◆ **Given text**:
== == ==

April 7, 2008 - 8:31am

Ensign, a big loser in NJ Senate race twist and turns


In New Jersey, John Ensign is settling for his third choice in the race for U.S. Senate
Add New Jersey to the list of states where John Ensign has meddled and lost. The National Republican Senatorial Committee Chairman made a brief foray into Garden State politics last week when he sought to clear the field for John Crowley, a biotech millionaire with an incredibly compelling life story, to enter the race for the Republican U.S. Senate nomination.

After Crowley’s first announcement last Monday that he wasn’t running, Ensign engineered a full-court press to get him in the race. He had John McCain and five other Republican U.S. Senators call him. He promised him money and pledged to make 84-year-old incumbent Frank Lautenberg an NRSC target. And for a while, it looked like Crowley would run.

But by the weekend, Crowley decided -- for business, family and military (he’s a Navy reservist) reasons – that he could not transition his life into politics by today’s New Jersey filing deadline. On Sunday, a spokesman announced Crowley’s second withdrawal in seven days.

This leaves Ensign with his third choice: the seemingly flawed Andy Unanue, a 40-year-old heir to the Goya Foods fortune. That’s if Unanue stays in the race at all – Ensign asked him to drop out last week.

== == ==

(Dataset entries)
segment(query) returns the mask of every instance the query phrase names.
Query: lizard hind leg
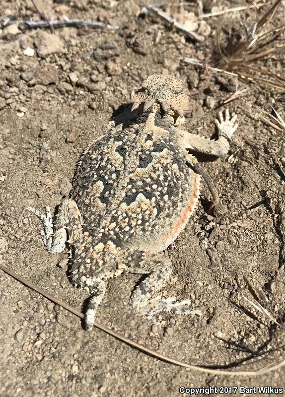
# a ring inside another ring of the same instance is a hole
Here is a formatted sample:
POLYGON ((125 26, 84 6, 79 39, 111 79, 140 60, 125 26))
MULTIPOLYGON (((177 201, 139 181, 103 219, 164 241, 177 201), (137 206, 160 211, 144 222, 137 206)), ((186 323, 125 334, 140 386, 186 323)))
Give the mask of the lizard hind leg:
POLYGON ((155 316, 161 312, 176 314, 201 314, 192 308, 188 299, 177 301, 174 297, 162 297, 159 291, 164 287, 173 272, 171 261, 165 253, 153 254, 135 251, 140 260, 128 267, 131 273, 146 273, 148 275, 135 289, 131 298, 133 307, 144 315, 153 323, 157 322, 155 316))

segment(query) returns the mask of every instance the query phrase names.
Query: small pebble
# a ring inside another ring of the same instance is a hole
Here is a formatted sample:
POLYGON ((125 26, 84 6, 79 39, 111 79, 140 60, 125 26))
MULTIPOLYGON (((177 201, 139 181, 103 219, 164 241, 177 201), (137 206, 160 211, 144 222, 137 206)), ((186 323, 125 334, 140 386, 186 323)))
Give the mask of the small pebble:
POLYGON ((35 55, 35 50, 33 48, 31 48, 30 47, 27 47, 25 50, 24 50, 23 52, 24 55, 27 55, 28 57, 33 57, 35 55))
POLYGON ((17 331, 15 334, 15 339, 17 342, 19 342, 19 343, 23 341, 25 339, 25 332, 22 328, 21 328, 20 330, 17 331))
POLYGON ((218 251, 223 251, 224 250, 224 243, 222 241, 218 241, 215 245, 215 248, 218 251))
POLYGON ((76 134, 75 132, 71 132, 67 136, 66 141, 68 143, 74 143, 76 140, 76 134))
POLYGON ((23 307, 25 307, 25 302, 24 301, 18 301, 17 302, 17 305, 19 306, 20 309, 22 309, 23 307))
POLYGON ((168 327, 163 332, 163 335, 165 336, 172 336, 173 335, 173 329, 168 327))

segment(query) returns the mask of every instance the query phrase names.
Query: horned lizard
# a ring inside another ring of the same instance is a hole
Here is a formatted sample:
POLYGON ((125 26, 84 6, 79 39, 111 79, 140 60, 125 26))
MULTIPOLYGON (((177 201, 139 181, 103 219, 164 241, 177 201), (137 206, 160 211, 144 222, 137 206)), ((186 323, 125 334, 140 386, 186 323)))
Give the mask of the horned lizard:
POLYGON ((133 307, 155 322, 161 312, 193 314, 189 300, 162 297, 159 291, 173 272, 165 250, 185 227, 199 196, 200 174, 216 191, 187 149, 217 156, 226 154, 236 130, 236 116, 226 110, 216 120, 214 140, 189 133, 181 122, 189 106, 179 78, 153 74, 133 98, 137 118, 115 126, 83 152, 70 198, 62 202, 53 223, 33 208, 43 224, 40 234, 50 254, 71 248, 71 281, 87 287, 90 297, 85 326, 93 324, 108 279, 123 273, 146 274, 131 297, 133 307))

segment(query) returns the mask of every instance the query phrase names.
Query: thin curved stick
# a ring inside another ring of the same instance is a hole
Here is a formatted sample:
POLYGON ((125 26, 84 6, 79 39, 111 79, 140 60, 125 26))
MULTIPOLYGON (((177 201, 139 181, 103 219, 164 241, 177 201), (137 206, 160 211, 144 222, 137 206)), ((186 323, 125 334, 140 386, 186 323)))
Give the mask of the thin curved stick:
MULTIPOLYGON (((24 278, 24 277, 22 277, 21 276, 18 275, 11 269, 6 267, 6 266, 3 266, 2 265, 0 265, 0 268, 5 273, 6 273, 7 274, 9 274, 9 275, 11 276, 11 277, 15 278, 16 280, 17 280, 18 281, 20 281, 20 282, 21 282, 22 284, 23 284, 24 285, 26 285, 31 289, 33 289, 34 291, 43 295, 43 296, 45 297, 48 299, 49 299, 52 302, 53 302, 54 303, 56 303, 57 305, 62 306, 62 307, 63 307, 64 309, 66 309, 67 310, 68 310, 69 312, 70 312, 75 316, 77 316, 80 319, 84 318, 84 314, 81 312, 79 312, 79 310, 77 310, 77 309, 70 306, 70 305, 69 305, 68 303, 66 303, 66 302, 61 300, 61 299, 54 296, 49 292, 47 292, 44 290, 42 289, 39 287, 38 287, 31 281, 24 278)), ((115 332, 115 331, 110 330, 109 328, 108 328, 105 326, 102 325, 99 323, 97 323, 96 321, 94 322, 94 325, 99 330, 104 331, 107 333, 108 333, 109 335, 112 335, 113 336, 117 339, 119 339, 120 340, 121 340, 122 342, 130 345, 130 346, 133 346, 133 347, 135 347, 136 349, 143 352, 144 353, 146 353, 147 354, 152 356, 156 358, 161 360, 163 361, 165 361, 166 362, 170 363, 170 364, 174 364, 175 365, 179 365, 181 367, 185 367, 187 368, 190 368, 190 369, 198 371, 200 372, 207 372, 210 374, 225 375, 228 375, 229 376, 251 377, 257 376, 263 374, 265 374, 267 372, 270 372, 272 371, 274 371, 275 370, 278 369, 284 365, 285 365, 285 359, 282 359, 272 363, 266 367, 263 367, 261 368, 260 368, 259 370, 257 370, 257 371, 225 371, 224 370, 221 369, 214 369, 213 368, 207 368, 206 366, 203 366, 202 365, 195 365, 195 364, 187 364, 187 363, 183 362, 183 361, 180 361, 178 360, 176 360, 175 359, 167 357, 167 356, 165 356, 163 354, 161 354, 160 353, 157 353, 157 351, 155 351, 152 349, 149 349, 145 346, 140 344, 140 343, 138 343, 137 342, 132 340, 132 339, 124 336, 123 335, 119 333, 119 332, 115 332)))

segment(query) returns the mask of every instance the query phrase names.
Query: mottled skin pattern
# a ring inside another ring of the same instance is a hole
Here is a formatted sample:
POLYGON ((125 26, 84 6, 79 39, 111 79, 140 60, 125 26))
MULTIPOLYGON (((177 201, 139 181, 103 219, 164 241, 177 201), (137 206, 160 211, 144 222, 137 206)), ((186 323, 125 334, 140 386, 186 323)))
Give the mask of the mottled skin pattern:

== == ==

◆ **Problem to solve**: According to the article on the New Jersey Senate race, what fortune is Andy Unanue an heir to?

◆ **Expected answer**: The Goya Foods fortune.